# TEXT
LifeFormulae Blog » Archive of 'Mar, 2009'

Computer System Configurations No comments yet

The most complex system I’ve configured was the airborne data acquisition and ground support systems.  However, not many people have to or want do anything that large or complex.  Some labs will need info from thermocouples, strain gauges, or other instrumentation, but most of you will be satisfied with a well-configured system that can handle today’s data without a large cash outlay that  can be expanded at minimum cost to handle the data of tomorrow.

This week’s guest blogger, Bill Eaton, provides some guidelines for  the configuration  of a Database Server,  a Web Server, and a Compute Node, the three most requested configurations.

(Bill Eaton)

General Considerations
Choice of 32-bit or 64-bit Operating System on standard PC hardware

  • A 32-bit operating system limits the maximum memory usage of a program to 4 GB or less, and may limit maximum physical memory.

# STATED TASK 1
Count the lines of the rows that contain the string "gorge", treating uppercase and lowercase letters as different, and give only the number.
The blog post and the rows have nothing to do with each other.

# DATASET RECORDS
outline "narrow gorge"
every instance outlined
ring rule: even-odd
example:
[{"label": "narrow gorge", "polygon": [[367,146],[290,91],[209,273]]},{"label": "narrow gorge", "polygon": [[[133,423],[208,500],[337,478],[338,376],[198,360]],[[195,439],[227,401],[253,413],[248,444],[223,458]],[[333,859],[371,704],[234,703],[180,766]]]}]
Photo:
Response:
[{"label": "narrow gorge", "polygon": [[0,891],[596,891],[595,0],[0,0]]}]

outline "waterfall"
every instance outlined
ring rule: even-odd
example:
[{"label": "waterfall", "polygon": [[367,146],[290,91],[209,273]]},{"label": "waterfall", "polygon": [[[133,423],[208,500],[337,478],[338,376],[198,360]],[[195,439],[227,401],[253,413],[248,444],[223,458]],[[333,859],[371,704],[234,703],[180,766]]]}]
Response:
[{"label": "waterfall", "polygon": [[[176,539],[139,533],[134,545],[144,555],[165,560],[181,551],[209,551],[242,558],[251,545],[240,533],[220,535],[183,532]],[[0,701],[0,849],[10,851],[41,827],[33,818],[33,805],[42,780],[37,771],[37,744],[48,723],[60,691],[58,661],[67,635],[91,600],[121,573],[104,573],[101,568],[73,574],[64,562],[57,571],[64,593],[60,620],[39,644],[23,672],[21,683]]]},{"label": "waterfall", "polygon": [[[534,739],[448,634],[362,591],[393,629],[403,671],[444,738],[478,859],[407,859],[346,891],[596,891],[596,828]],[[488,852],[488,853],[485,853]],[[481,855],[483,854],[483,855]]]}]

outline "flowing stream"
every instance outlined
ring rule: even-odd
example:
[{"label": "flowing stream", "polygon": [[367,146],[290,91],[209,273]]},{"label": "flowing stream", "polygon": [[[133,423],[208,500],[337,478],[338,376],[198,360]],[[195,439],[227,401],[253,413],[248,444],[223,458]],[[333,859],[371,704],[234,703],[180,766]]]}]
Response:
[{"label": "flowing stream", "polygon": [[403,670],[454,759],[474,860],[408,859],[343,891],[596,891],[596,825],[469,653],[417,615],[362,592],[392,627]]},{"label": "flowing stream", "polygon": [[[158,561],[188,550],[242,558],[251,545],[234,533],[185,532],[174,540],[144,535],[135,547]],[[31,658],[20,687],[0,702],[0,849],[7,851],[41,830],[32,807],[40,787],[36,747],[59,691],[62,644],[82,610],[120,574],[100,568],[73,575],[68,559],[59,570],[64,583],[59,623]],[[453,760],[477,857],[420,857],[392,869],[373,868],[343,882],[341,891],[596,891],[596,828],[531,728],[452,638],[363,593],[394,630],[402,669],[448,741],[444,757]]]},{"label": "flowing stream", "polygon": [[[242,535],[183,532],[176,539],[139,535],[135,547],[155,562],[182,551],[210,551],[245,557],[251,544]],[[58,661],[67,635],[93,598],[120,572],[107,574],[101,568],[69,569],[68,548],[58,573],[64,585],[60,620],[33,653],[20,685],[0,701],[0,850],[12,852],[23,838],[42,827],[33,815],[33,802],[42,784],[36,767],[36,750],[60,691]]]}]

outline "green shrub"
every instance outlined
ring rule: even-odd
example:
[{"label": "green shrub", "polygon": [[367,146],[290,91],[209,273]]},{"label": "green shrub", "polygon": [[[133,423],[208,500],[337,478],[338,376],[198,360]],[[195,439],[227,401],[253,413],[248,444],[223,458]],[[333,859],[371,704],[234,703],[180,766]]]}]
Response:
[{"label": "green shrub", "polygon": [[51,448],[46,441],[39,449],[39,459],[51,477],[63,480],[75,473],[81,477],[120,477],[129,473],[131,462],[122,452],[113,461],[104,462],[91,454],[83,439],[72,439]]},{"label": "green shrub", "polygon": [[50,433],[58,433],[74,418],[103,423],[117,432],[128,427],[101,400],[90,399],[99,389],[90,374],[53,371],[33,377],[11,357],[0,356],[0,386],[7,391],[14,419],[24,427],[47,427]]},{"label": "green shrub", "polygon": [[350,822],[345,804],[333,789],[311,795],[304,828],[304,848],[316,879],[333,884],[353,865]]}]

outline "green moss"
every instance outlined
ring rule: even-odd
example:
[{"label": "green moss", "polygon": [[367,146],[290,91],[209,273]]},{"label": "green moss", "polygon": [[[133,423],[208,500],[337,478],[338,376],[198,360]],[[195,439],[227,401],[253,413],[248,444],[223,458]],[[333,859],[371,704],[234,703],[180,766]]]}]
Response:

# STATED TASK 2
According to the blog post, which configurations does the guest blogger give guidelines for? List them.

# EXERCISE SOLUTION 1
3

# EXERCISE SOLUTION 2
Database Server, Web Server, Compute Node